Goal of the exercise. Omit every picture while you reproduce the entries that follow word for word.
**** Data to examine
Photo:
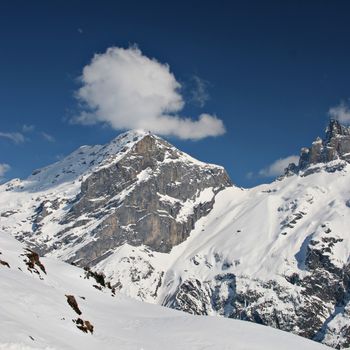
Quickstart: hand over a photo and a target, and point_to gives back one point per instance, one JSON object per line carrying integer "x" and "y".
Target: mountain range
{"x": 152, "y": 223}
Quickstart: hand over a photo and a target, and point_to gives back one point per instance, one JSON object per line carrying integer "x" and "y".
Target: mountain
{"x": 48, "y": 304}
{"x": 165, "y": 228}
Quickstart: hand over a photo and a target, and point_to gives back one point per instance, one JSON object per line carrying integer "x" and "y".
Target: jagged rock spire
{"x": 335, "y": 145}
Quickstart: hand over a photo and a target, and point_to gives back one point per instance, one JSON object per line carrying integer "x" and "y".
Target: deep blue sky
{"x": 274, "y": 69}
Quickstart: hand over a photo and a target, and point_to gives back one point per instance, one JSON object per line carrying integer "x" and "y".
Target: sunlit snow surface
{"x": 34, "y": 314}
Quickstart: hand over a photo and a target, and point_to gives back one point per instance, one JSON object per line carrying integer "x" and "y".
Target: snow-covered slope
{"x": 167, "y": 229}
{"x": 35, "y": 314}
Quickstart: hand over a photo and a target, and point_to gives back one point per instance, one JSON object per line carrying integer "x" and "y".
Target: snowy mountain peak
{"x": 336, "y": 129}
{"x": 137, "y": 189}
{"x": 330, "y": 153}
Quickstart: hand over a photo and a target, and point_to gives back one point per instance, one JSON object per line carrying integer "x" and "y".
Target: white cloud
{"x": 4, "y": 168}
{"x": 16, "y": 137}
{"x": 28, "y": 128}
{"x": 199, "y": 92}
{"x": 340, "y": 112}
{"x": 127, "y": 90}
{"x": 48, "y": 137}
{"x": 278, "y": 166}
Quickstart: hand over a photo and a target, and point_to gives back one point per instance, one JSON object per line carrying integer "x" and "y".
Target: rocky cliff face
{"x": 335, "y": 146}
{"x": 138, "y": 189}
{"x": 165, "y": 228}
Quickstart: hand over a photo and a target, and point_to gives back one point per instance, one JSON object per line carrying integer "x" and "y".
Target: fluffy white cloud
{"x": 278, "y": 166}
{"x": 16, "y": 137}
{"x": 340, "y": 112}
{"x": 127, "y": 90}
{"x": 199, "y": 91}
{"x": 4, "y": 168}
{"x": 28, "y": 128}
{"x": 48, "y": 137}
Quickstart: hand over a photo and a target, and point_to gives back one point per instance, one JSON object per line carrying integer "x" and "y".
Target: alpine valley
{"x": 148, "y": 222}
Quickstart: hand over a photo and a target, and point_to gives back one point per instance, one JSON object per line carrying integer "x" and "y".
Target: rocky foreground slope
{"x": 48, "y": 304}
{"x": 165, "y": 228}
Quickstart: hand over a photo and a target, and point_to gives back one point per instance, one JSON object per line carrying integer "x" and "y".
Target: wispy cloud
{"x": 4, "y": 168}
{"x": 48, "y": 137}
{"x": 15, "y": 137}
{"x": 277, "y": 167}
{"x": 128, "y": 90}
{"x": 341, "y": 112}
{"x": 199, "y": 92}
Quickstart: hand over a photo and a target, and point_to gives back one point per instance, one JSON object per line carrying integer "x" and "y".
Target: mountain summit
********
Response box.
Photo:
Quickstart: hand over a photo and a target, and point_to gives back one point per instance, one JSON object per line carrying integer "x" and "y".
Target: mountain range
{"x": 152, "y": 223}
Quickstart: hand over a photo and a target, and point_to gives back one point per instance, one JSON object per line carrying integer "x" and "y".
Target: mountain
{"x": 48, "y": 304}
{"x": 165, "y": 228}
Quickstart: hand over a photo and a target, and point_to gives back one point per instance, one JSON object per line carrying integer "x" and "y".
Target: jagged rock spire
{"x": 335, "y": 145}
Quickstart: hand over a photo and a target, and point_to gives back one point per instance, one JSON object per line carrying integer "x" and "y".
Target: deep blue sky
{"x": 274, "y": 69}
Quickstart: hand over a photo and a target, and point_to gives back one point per instance, one JSON object per line carrying integer "x" and "y".
Target: sunlit snow surface
{"x": 34, "y": 314}
Quickstart: hand over a photo and a target, and point_to gives back one point per instance, one JSON object per line carrying integer "x" and "y".
Target: snow-covered slope
{"x": 167, "y": 229}
{"x": 35, "y": 314}
Quickstart: hand over a photo and a target, and point_to gives back one point per instance, one JSON object per line carrying integer "x" and "y".
Target: snowy mountain peak
{"x": 336, "y": 129}
{"x": 137, "y": 189}
{"x": 330, "y": 153}
Quickstart: hand over a photo and a target, and point_to gives back one point per instance, one JSON object per line carrying integer "x" and "y".
Target: white cloud
{"x": 4, "y": 168}
{"x": 16, "y": 137}
{"x": 28, "y": 128}
{"x": 199, "y": 92}
{"x": 340, "y": 112}
{"x": 127, "y": 90}
{"x": 48, "y": 137}
{"x": 278, "y": 166}
Quickstart: hand over a photo and a target, and point_to gives back one point per instance, one JSON object per line carrying integer "x" and "y".
Target: rocky cliff face
{"x": 335, "y": 146}
{"x": 138, "y": 189}
{"x": 165, "y": 228}
Quickstart: hand over a photo and a target, and point_to gives back one point per instance, one JSON object per line carrying integer "x" and "y".
Target: fluffy white cloud
{"x": 278, "y": 166}
{"x": 16, "y": 137}
{"x": 340, "y": 112}
{"x": 127, "y": 90}
{"x": 199, "y": 91}
{"x": 4, "y": 168}
{"x": 28, "y": 128}
{"x": 48, "y": 137}
Quickstart: hand over a photo and a target, and point_to gives back one point per instance, one JSON object per line carrying integer "x" and "y".
Target: alpine valley
{"x": 148, "y": 222}
Quickstart: hand over a photo and a target, and point_to gives back one point per instance, one JSON object per line carrying integer "x" and "y".
Target: rocky foreground slope
{"x": 48, "y": 304}
{"x": 165, "y": 228}
Quickstart: hand over a photo and a target, and point_to gives back one point per instance, one JSON object per line carrying integer "x" and "y".
Target: wispy cloud
{"x": 4, "y": 168}
{"x": 48, "y": 137}
{"x": 15, "y": 137}
{"x": 277, "y": 167}
{"x": 128, "y": 90}
{"x": 341, "y": 112}
{"x": 199, "y": 92}
Quickstart: hand over a photo and a target, and point_to gives back one point per instance, one JSON object per line carrying integer "x" and "y".
Target: mountain summit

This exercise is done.